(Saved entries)

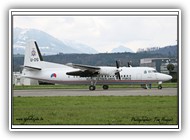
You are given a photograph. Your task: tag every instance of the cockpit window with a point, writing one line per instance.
(145, 72)
(154, 71)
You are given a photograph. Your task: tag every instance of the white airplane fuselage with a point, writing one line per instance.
(57, 74)
(36, 68)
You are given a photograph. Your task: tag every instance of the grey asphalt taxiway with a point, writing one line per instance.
(98, 92)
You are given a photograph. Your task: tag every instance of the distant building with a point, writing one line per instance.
(160, 64)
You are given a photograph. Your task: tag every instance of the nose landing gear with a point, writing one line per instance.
(160, 85)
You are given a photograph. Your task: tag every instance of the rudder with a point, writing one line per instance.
(32, 54)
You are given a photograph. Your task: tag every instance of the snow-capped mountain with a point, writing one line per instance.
(47, 43)
(80, 46)
(121, 49)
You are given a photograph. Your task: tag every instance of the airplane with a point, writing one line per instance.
(36, 68)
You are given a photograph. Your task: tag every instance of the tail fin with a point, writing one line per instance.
(32, 55)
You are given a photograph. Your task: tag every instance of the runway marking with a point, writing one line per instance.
(98, 92)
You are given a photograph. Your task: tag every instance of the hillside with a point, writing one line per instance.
(48, 44)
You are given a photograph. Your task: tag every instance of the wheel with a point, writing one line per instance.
(105, 87)
(92, 87)
(159, 86)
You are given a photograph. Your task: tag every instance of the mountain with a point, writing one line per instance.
(48, 44)
(170, 51)
(121, 49)
(81, 47)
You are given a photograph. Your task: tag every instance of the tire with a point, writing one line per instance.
(92, 87)
(159, 86)
(105, 87)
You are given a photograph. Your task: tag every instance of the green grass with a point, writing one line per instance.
(101, 110)
(165, 85)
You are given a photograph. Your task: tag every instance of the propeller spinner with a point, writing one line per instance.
(117, 73)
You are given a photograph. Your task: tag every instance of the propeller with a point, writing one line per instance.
(118, 71)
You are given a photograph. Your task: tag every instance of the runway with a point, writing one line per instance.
(98, 92)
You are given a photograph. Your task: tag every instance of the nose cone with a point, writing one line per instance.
(168, 77)
(164, 77)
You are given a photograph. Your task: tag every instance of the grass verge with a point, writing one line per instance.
(101, 110)
(165, 85)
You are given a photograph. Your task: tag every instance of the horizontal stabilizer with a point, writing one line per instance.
(84, 67)
(32, 68)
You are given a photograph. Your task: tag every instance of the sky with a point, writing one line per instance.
(103, 33)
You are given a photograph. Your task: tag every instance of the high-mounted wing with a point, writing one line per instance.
(32, 68)
(85, 70)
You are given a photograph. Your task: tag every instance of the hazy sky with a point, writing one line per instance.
(104, 33)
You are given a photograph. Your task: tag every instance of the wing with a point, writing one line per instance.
(32, 68)
(85, 70)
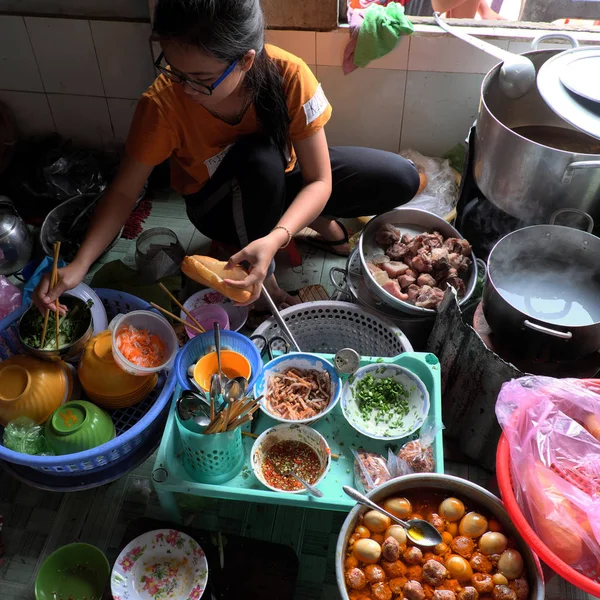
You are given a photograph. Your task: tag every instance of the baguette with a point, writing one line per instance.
(211, 272)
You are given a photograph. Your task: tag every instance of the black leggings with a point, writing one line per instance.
(249, 191)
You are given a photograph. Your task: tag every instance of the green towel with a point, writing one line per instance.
(380, 32)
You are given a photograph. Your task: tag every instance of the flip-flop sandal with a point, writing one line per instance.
(326, 245)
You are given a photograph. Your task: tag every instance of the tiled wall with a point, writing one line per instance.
(82, 78)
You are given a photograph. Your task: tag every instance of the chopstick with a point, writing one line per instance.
(185, 310)
(170, 314)
(53, 283)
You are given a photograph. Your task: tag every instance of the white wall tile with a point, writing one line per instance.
(31, 111)
(439, 109)
(121, 112)
(300, 43)
(124, 56)
(367, 106)
(65, 54)
(331, 45)
(18, 69)
(449, 55)
(83, 119)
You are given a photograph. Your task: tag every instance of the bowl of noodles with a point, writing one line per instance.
(298, 388)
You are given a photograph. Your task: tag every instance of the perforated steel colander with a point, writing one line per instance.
(326, 327)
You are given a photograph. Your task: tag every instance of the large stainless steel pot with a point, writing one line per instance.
(474, 495)
(543, 289)
(532, 179)
(16, 241)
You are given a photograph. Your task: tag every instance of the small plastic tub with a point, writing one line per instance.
(207, 316)
(154, 324)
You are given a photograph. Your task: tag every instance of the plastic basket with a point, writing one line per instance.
(134, 425)
(503, 474)
(204, 343)
(213, 458)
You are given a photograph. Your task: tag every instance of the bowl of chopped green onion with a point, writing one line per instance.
(385, 402)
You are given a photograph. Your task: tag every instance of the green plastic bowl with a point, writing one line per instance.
(77, 426)
(74, 571)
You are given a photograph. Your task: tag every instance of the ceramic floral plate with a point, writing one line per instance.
(238, 315)
(160, 565)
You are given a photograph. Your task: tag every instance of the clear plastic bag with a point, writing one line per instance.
(10, 297)
(370, 470)
(552, 429)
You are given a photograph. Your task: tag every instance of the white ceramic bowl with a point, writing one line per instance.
(300, 360)
(284, 432)
(418, 401)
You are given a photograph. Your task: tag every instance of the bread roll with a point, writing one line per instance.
(211, 272)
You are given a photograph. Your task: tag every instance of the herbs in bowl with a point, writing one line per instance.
(74, 329)
(385, 402)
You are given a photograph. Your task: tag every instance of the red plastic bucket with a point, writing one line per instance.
(514, 511)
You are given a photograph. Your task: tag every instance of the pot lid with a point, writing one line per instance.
(580, 112)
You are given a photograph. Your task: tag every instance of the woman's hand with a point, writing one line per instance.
(259, 254)
(68, 278)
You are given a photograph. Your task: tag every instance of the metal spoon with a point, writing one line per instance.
(517, 74)
(307, 486)
(419, 531)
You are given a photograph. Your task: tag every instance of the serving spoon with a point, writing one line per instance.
(418, 531)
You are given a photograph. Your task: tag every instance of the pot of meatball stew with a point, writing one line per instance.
(482, 555)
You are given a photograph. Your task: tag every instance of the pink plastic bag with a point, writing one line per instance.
(553, 429)
(10, 297)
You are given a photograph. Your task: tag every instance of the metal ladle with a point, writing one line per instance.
(418, 531)
(517, 74)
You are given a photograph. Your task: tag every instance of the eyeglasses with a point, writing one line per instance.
(196, 85)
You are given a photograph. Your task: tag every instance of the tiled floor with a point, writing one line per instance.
(36, 522)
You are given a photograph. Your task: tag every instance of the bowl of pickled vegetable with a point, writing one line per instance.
(385, 401)
(482, 555)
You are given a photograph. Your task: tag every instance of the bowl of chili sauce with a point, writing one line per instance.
(284, 448)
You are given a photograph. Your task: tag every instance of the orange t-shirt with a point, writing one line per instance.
(167, 123)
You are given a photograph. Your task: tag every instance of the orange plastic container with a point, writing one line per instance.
(529, 535)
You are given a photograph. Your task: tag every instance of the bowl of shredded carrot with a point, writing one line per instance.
(143, 342)
(298, 388)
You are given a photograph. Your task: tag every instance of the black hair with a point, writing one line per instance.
(226, 30)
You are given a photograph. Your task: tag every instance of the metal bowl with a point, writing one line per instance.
(454, 486)
(413, 221)
(66, 352)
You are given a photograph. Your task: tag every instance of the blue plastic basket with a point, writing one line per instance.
(134, 425)
(204, 343)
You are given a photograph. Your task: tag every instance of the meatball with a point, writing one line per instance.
(413, 556)
(434, 573)
(463, 546)
(481, 563)
(483, 583)
(444, 595)
(381, 591)
(390, 549)
(374, 573)
(468, 593)
(520, 587)
(503, 592)
(394, 569)
(413, 590)
(355, 579)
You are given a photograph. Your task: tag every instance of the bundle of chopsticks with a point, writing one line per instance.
(192, 323)
(53, 284)
(234, 415)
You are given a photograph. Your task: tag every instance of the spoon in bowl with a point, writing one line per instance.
(418, 531)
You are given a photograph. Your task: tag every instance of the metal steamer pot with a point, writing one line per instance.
(525, 172)
(543, 289)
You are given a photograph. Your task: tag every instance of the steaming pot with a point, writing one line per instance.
(529, 161)
(543, 289)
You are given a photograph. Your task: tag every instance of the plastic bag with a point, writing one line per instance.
(441, 193)
(10, 297)
(370, 470)
(552, 427)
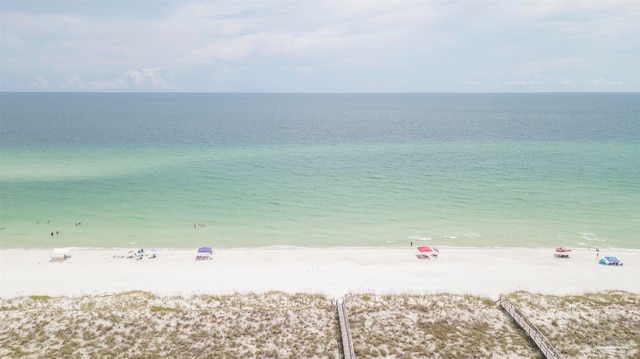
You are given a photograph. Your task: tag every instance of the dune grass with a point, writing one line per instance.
(278, 325)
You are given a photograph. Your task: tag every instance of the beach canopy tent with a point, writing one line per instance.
(426, 252)
(610, 261)
(204, 253)
(562, 252)
(60, 254)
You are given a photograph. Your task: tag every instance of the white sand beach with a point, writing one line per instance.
(332, 271)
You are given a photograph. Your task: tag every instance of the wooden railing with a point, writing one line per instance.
(345, 331)
(532, 331)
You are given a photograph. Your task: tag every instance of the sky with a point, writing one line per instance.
(320, 46)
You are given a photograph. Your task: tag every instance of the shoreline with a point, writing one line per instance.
(335, 272)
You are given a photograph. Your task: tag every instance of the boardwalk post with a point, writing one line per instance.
(345, 331)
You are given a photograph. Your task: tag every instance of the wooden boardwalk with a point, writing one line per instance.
(345, 331)
(532, 331)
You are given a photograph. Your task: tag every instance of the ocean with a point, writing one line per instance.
(120, 170)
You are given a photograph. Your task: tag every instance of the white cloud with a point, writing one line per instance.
(396, 45)
(147, 78)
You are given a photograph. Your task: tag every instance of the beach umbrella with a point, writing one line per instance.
(205, 250)
(427, 249)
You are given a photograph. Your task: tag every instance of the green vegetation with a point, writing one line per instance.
(279, 325)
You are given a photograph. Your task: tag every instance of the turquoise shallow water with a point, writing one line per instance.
(343, 170)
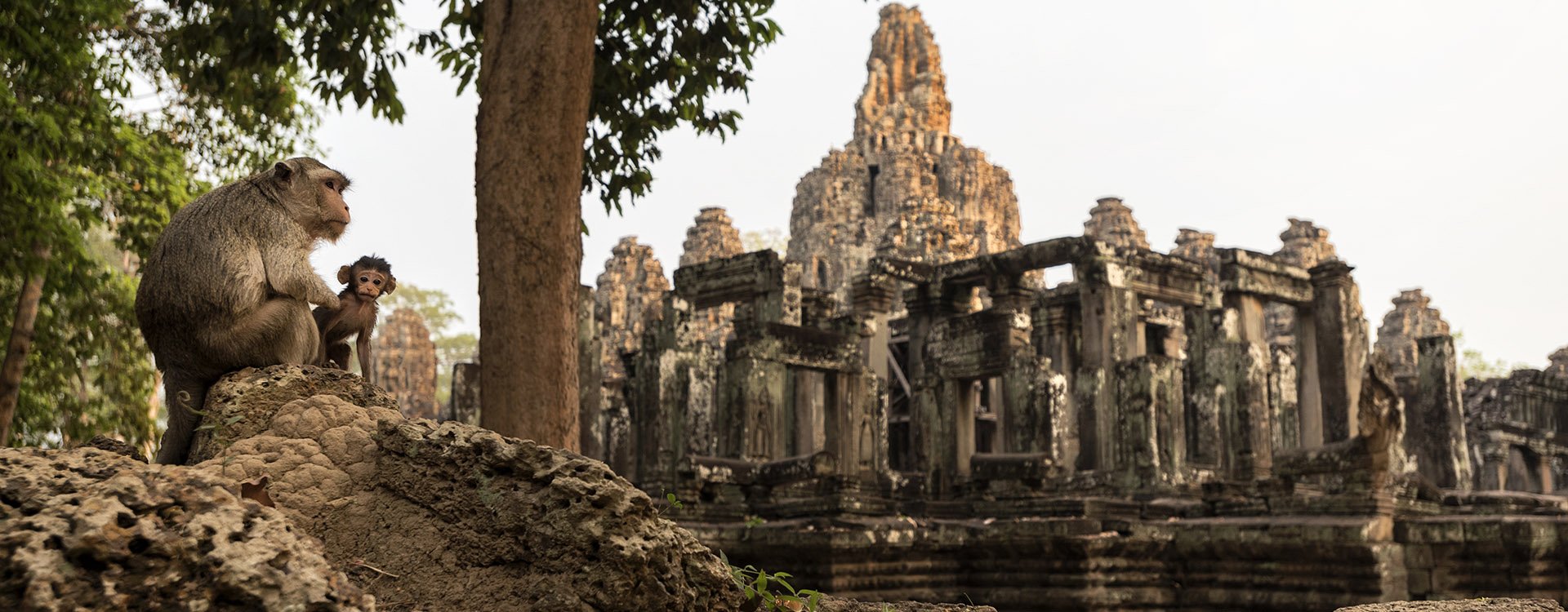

Work instruction: With the pictures left out, output the lines from the one containing "of the turquoise" through the last line of the records above, exactly as they are.

Response below:
You are given a photograph. Your task: tag every instance of the turquoise shallow water with a point, writing one line per instance.
(343, 170)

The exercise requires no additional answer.